◆ Given request
Return the material below word for word, starting at the line that contains "the man's ear." and continuing through the end of the material.
Start of Data shown
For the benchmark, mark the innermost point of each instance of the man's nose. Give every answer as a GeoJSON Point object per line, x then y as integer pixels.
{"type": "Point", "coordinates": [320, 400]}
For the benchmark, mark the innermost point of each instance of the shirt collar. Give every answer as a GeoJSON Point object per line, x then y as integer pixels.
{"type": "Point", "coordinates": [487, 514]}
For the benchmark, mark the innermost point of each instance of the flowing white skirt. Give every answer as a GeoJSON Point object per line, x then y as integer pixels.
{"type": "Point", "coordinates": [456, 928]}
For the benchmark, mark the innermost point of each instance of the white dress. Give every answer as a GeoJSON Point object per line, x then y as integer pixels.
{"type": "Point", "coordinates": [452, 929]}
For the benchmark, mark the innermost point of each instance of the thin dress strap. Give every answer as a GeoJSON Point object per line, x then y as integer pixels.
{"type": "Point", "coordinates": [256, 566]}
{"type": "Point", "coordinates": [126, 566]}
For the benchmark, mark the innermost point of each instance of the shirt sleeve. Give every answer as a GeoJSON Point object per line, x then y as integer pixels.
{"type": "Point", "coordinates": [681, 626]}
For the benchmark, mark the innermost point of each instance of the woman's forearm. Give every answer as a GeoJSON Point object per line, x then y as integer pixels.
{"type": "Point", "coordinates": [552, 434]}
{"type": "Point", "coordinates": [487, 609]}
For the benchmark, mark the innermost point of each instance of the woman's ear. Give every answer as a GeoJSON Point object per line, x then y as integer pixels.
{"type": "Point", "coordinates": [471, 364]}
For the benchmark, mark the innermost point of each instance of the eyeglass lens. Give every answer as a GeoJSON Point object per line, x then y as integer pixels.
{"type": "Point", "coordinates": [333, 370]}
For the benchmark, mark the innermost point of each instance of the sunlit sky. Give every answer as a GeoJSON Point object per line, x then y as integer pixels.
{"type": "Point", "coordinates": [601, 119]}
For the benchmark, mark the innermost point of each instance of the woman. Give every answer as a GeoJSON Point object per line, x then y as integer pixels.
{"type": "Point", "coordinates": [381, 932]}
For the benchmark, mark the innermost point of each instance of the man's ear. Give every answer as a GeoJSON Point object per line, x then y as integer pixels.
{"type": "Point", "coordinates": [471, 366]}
End of Data shown
◆ Response
For the benchmark, mark the innermost point of each instance of the man's ear. Give every answer as a GeoJSON Point object per line, x then y as integer pixels.
{"type": "Point", "coordinates": [471, 366]}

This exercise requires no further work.